Pictures excluded, retype the lines from the one containing "Would you be able to point to the purple" through the last line of the data below, both included.

Point-per-instance localization data
BEGIN
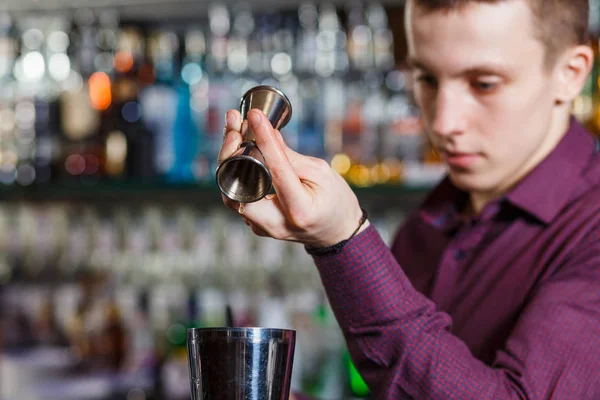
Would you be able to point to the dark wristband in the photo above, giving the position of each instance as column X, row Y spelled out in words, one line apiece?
column 336, row 248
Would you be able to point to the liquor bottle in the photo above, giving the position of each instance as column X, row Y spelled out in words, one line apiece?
column 129, row 145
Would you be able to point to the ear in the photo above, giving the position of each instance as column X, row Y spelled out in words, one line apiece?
column 572, row 71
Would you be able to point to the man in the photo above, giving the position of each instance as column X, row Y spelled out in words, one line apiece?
column 492, row 287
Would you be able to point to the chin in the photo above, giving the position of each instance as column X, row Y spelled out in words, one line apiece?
column 471, row 182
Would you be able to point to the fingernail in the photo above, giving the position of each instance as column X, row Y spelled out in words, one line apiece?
column 231, row 119
column 254, row 119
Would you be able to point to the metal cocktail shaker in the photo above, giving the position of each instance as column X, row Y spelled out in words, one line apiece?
column 244, row 177
column 240, row 363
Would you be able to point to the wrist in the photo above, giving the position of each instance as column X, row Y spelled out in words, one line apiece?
column 363, row 224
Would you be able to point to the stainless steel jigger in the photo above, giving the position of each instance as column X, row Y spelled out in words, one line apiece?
column 244, row 176
column 240, row 363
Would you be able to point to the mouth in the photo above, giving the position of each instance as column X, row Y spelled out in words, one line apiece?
column 460, row 160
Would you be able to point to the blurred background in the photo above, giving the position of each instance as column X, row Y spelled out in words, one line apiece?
column 113, row 237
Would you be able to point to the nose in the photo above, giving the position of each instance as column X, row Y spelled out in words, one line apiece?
column 449, row 116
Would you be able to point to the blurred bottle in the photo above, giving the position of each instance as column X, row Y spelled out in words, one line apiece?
column 129, row 145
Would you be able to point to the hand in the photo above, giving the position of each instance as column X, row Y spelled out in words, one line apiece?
column 313, row 204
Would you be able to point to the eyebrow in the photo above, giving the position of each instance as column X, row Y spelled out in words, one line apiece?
column 481, row 69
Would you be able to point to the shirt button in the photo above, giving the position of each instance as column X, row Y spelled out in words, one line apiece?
column 460, row 255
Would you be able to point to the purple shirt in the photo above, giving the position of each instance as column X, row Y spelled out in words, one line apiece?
column 502, row 306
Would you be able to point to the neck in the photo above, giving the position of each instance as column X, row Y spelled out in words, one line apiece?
column 557, row 129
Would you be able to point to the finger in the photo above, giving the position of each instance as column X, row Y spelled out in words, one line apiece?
column 285, row 179
column 267, row 218
column 232, row 142
column 233, row 121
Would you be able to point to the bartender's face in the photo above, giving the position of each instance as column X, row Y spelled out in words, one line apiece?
column 485, row 93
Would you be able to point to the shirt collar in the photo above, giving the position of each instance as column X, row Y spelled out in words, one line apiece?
column 542, row 193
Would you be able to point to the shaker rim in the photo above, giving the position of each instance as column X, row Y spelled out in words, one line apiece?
column 252, row 333
column 275, row 90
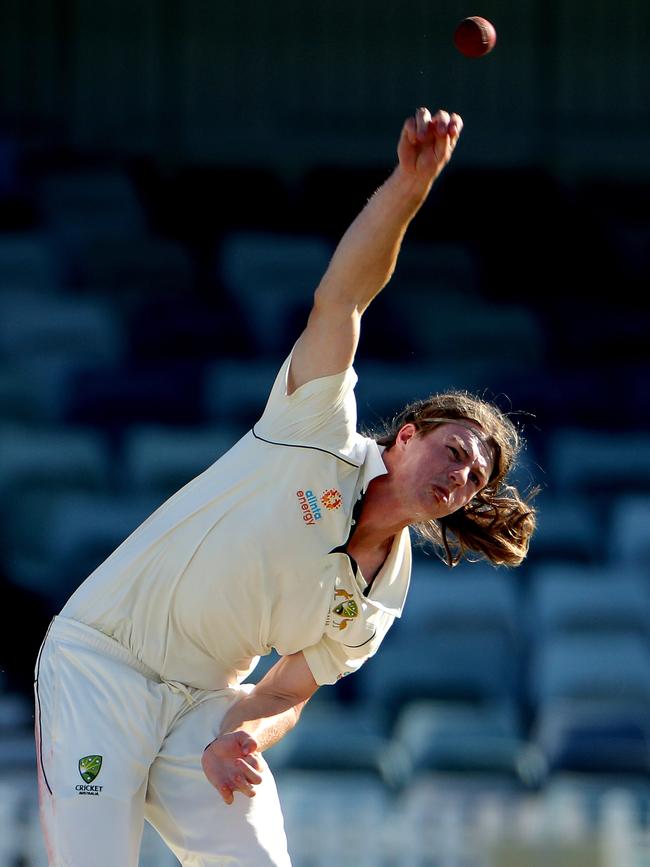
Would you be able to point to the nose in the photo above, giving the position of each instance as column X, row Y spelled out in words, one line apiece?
column 458, row 476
END
- **EXERCISE RESPONSE**
Would you be able to point to the purple shirt in the photo above, giving the position of each instance as column X, row Y spelled out in words, one line apiece?
column 502, row 306
Would you be able to point to the neck in the photo above, giving the position of each instance as column X, row Y spelled out in words, one line apiece?
column 557, row 129
Would you be able to point to the finger in the photo above, giving the position of each instance as column X, row Y spelled out in words, one line apiece?
column 285, row 179
column 267, row 218
column 232, row 142
column 233, row 121
Would you be able to point to the bartender's face in the photo above, giving the position of each instance as column X, row Y spelled out in words, one line apiece?
column 485, row 93
Would you be able to point to the shirt collar in the photo above, giving the position of each instance as column X, row Y spelled out in words, one line apiece?
column 542, row 193
Would you be able to point to the shaker rim in the photo above, giving the position of each instance as column X, row Y spelled out in words, one line apiece?
column 252, row 333
column 275, row 90
Would you be able to point to the nose in the photo above, giving the position of each instance as column X, row Y spelled out in words, one line apiece?
column 458, row 476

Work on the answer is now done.